** WHAT IS NEEDED **
Please gather every row below that contains the word "Provide" and copy each of those rows in full.

** DATASET **
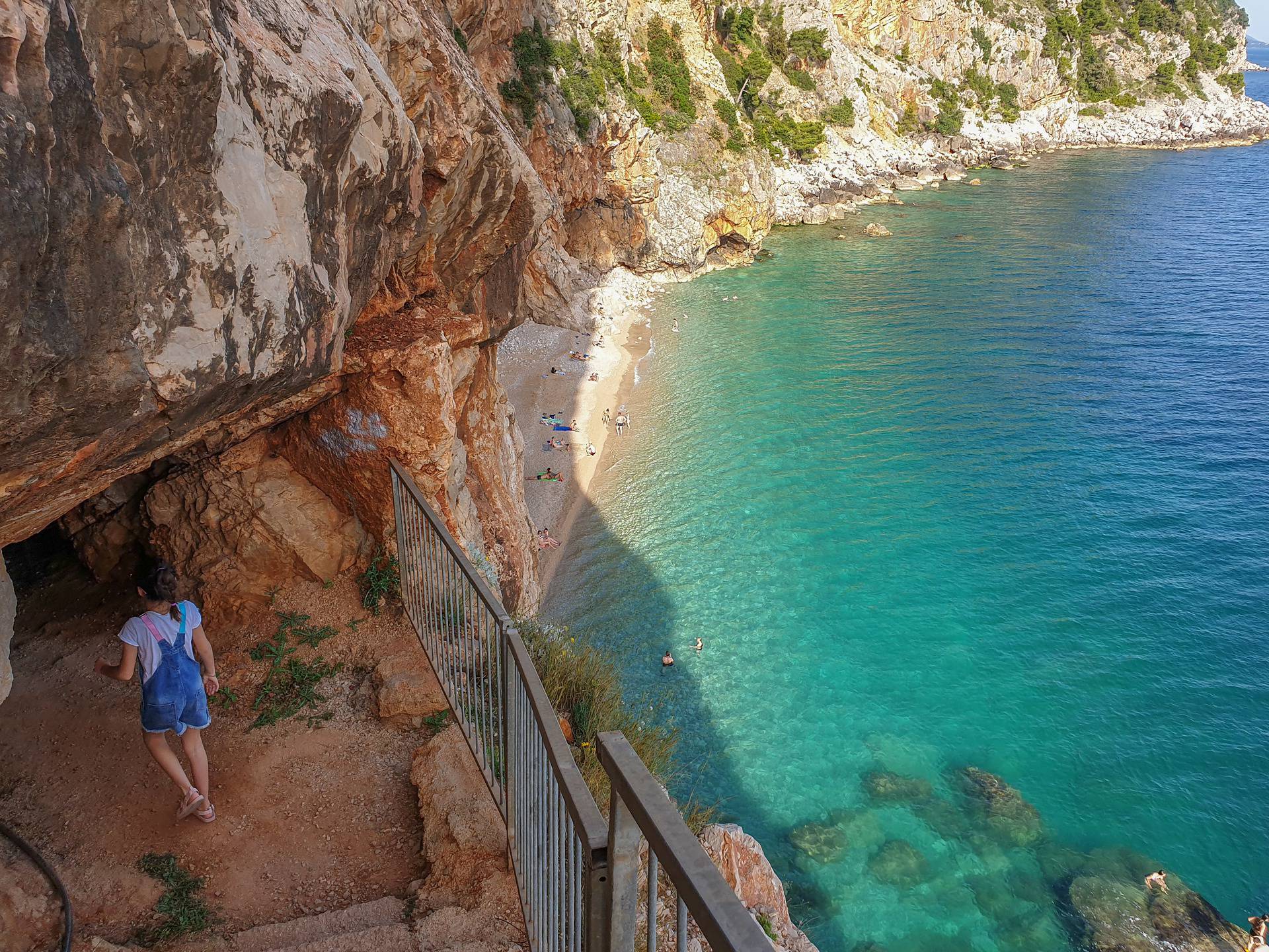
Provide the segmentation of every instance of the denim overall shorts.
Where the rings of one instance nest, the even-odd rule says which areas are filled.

---

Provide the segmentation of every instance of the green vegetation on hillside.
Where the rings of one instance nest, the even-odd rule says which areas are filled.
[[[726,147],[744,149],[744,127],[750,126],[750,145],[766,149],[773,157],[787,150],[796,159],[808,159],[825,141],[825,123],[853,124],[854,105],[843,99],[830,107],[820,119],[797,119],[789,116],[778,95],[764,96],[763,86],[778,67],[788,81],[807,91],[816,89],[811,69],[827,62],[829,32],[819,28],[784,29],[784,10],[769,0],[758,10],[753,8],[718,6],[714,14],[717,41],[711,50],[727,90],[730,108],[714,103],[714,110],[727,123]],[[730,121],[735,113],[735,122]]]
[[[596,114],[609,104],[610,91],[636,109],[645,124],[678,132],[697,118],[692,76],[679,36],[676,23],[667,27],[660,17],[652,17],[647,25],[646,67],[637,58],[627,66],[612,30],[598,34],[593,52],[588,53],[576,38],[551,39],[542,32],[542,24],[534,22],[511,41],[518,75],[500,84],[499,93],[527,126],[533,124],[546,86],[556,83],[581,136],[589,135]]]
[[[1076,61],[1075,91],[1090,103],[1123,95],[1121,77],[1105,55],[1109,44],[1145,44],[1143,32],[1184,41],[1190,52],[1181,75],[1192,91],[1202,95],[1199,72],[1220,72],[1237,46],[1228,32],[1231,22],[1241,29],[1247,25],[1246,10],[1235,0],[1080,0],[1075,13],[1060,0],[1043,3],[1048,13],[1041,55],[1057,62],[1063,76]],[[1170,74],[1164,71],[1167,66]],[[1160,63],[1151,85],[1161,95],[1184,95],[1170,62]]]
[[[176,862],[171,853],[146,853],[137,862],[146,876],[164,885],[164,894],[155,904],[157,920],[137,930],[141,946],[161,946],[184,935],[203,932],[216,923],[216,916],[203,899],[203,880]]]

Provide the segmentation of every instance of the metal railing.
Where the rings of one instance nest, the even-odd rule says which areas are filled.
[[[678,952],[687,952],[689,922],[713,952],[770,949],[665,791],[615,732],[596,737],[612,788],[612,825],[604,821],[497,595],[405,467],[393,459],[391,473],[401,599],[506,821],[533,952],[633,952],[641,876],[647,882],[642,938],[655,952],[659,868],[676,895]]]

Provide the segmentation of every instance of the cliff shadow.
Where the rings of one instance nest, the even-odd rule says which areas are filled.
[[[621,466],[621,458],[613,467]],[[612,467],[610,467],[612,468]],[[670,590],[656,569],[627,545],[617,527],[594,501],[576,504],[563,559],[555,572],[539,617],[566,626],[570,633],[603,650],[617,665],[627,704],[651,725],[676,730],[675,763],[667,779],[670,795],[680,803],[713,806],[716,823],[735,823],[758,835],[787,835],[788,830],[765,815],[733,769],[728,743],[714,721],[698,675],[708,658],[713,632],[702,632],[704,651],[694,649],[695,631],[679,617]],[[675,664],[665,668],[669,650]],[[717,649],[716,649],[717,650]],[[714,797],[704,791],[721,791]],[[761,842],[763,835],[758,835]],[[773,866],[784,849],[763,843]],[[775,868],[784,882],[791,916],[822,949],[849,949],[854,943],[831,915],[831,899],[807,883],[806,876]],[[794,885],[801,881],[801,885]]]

** FULL OUTPUT **
Provide the segmentation of every instance of the denim overall shorts.
Provide the segmentation of every instance of the green vegetation on hillside.
Provide the segmentation of every instance of the metal railing.
Provide the segmentation of every instance of the cliff shadow.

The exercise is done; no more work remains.